Data extracted from a collection:

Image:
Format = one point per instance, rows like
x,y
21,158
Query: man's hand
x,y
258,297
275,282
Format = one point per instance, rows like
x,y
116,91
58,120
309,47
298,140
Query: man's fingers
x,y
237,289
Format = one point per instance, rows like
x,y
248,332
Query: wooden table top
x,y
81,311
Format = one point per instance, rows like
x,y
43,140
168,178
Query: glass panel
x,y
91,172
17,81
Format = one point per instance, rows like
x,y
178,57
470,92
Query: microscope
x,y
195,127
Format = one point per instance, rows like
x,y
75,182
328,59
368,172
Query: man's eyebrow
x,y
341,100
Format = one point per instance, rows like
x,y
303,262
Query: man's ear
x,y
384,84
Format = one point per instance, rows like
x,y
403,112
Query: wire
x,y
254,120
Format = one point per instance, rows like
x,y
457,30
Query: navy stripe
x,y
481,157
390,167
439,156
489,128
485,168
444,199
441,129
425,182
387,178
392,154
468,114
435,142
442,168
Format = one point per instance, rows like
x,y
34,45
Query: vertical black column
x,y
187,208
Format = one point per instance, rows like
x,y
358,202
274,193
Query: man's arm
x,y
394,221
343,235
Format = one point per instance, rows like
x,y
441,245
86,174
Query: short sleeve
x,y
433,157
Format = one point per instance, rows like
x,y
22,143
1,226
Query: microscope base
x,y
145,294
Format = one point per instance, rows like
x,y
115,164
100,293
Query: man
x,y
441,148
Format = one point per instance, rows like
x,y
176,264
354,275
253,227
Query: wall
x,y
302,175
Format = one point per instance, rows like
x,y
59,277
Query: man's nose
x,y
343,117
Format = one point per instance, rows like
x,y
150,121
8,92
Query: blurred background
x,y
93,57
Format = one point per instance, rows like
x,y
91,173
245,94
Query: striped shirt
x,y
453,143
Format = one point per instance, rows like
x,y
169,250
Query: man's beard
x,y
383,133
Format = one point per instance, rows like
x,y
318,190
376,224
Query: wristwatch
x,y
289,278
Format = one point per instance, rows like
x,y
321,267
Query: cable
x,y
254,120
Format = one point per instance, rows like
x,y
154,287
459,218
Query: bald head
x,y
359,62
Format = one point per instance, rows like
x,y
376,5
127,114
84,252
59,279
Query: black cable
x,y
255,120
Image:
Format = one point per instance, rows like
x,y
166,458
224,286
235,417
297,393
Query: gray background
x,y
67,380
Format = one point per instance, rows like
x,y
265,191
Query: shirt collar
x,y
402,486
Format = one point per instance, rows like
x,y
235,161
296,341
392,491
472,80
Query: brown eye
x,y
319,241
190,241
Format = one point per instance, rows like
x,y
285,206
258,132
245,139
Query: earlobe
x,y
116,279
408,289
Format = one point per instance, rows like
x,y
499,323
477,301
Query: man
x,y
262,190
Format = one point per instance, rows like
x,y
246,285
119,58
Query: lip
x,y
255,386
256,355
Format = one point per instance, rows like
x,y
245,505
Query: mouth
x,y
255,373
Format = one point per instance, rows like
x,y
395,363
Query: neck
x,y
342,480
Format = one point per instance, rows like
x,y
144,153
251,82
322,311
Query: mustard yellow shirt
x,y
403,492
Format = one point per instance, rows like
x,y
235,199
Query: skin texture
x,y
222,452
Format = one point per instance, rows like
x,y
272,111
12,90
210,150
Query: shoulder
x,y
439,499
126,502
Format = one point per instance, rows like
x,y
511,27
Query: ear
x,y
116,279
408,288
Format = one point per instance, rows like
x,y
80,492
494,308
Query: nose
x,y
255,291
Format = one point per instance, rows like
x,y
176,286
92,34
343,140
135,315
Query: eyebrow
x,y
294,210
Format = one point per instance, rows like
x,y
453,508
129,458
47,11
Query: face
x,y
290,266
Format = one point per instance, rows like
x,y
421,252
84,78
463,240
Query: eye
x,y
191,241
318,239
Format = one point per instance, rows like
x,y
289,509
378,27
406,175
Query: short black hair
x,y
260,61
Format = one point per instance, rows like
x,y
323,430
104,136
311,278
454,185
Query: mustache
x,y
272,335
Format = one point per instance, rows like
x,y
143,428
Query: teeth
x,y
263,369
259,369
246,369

- [Problem details]: The full set of entries should appear again, unchanged, line by line.

- [Your response]:
Image:
Format = one point per instance, rows like
x,y
21,158
Query: man's hand
x,y
258,297
275,282
Format = one point per instance, rows like
x,y
116,91
58,120
309,47
298,140
Query: man's fingers
x,y
237,289
Format = one point per instance, rows like
x,y
248,332
Query: wooden table top
x,y
81,311
Format = one point per instance, rows like
x,y
43,140
168,178
Query: glass panel
x,y
91,172
17,81
Format = one point per instance, rows like
x,y
178,57
470,92
Query: microscope
x,y
195,127
Format = one point per instance, rows like
x,y
75,182
328,59
368,172
Query: man's eyebrow
x,y
341,100
Format = one point per instance, rows like
x,y
303,262
Query: man's ear
x,y
384,84
Format = one point per instance, rows like
x,y
403,112
Query: wire
x,y
254,120
Format = one point per instance, rows like
x,y
457,30
Query: navy stripe
x,y
481,157
390,167
439,156
489,128
485,168
444,199
441,129
425,182
387,178
392,154
468,114
435,142
442,168
Format = one point per instance, rows like
x,y
34,45
Query: vertical black column
x,y
187,208
Format = one point per instance, rows like
x,y
358,202
274,193
Query: man's arm
x,y
394,221
343,235
Format = one point per instance, rows like
x,y
441,245
86,174
Query: short sleeve
x,y
433,157
Format = one point per instance, rows like
x,y
22,143
1,226
Query: microscope base
x,y
145,294
Format = one point per instance, rows like
x,y
115,164
100,293
Query: man
x,y
441,148
Format = one point per instance, rows like
x,y
176,264
354,275
253,227
Query: wall
x,y
302,175
Format = one point per instance, rows like
x,y
59,277
Query: man's nose
x,y
343,117
Format = one point per instance, rows like
x,y
150,121
8,92
Query: blurred background
x,y
93,57
Format = one point per instance, rows like
x,y
91,173
245,94
Query: striped shirt
x,y
453,143
Format = one point per instance, rows like
x,y
169,250
Query: man's beard
x,y
383,133
Format = one point per instance, rows like
x,y
318,190
376,224
Query: wristwatch
x,y
289,278
Format = one point per instance, rows like
x,y
321,267
Query: cable
x,y
254,120
Format = one point per instance, rows like
x,y
154,287
459,218
Query: bald head
x,y
359,62
Format = one point per instance, rows like
x,y
376,5
127,114
84,252
59,279
Query: black cable
x,y
255,120
Image:
Format = one point per instance, rows like
x,y
166,458
224,286
235,417
297,393
Query: gray background
x,y
67,380
Format = one point per instance, rows like
x,y
265,191
Query: shirt collar
x,y
402,486
Format = one point per instance, rows like
x,y
235,161
296,341
392,491
472,80
Query: brown eye
x,y
319,241
190,241
Format = one point per instance, rows like
x,y
285,206
258,132
245,139
Query: earlobe
x,y
116,279
408,289
Format = one point per instance, rows like
x,y
499,323
477,301
Query: man
x,y
262,190
Format = one point per instance, rows like
x,y
246,285
119,58
Query: lip
x,y
255,386
256,355
Format = one point per instance, rows like
x,y
245,505
Query: mouth
x,y
255,373
Format = one point per instance, rows like
x,y
395,363
Query: neck
x,y
342,480
Format = one point per instance, rows like
x,y
144,153
251,82
322,311
Query: mustard yellow shirt
x,y
403,492
Format = one point per instance, rows like
x,y
235,199
Query: skin texture
x,y
222,452
Format = one point per instance, rows like
x,y
272,111
12,90
210,150
Query: shoulder
x,y
439,499
126,502
Format = one point per instance, rows like
x,y
511,27
Query: ear
x,y
116,279
408,288
Format = one point per instance, rows like
x,y
80,492
494,308
Query: nose
x,y
255,291
Format = one point per instance, rows like
x,y
176,286
92,34
343,140
135,315
Query: eyebrow
x,y
294,210
Format = one point per instance, rows like
x,y
453,508
129,458
47,11
Query: face
x,y
290,266
Format = one point per instance, rows like
x,y
421,252
84,78
463,240
Query: eye
x,y
191,241
318,239
Format = one point per instance, rows like
x,y
289,509
378,27
406,175
Query: short black hair
x,y
260,61
Format = one point per instance, rows like
x,y
323,430
104,136
311,278
454,185
Query: mustache
x,y
272,335
Format = one point per instance, rows like
x,y
143,428
Query: teeth
x,y
263,369
259,369
246,369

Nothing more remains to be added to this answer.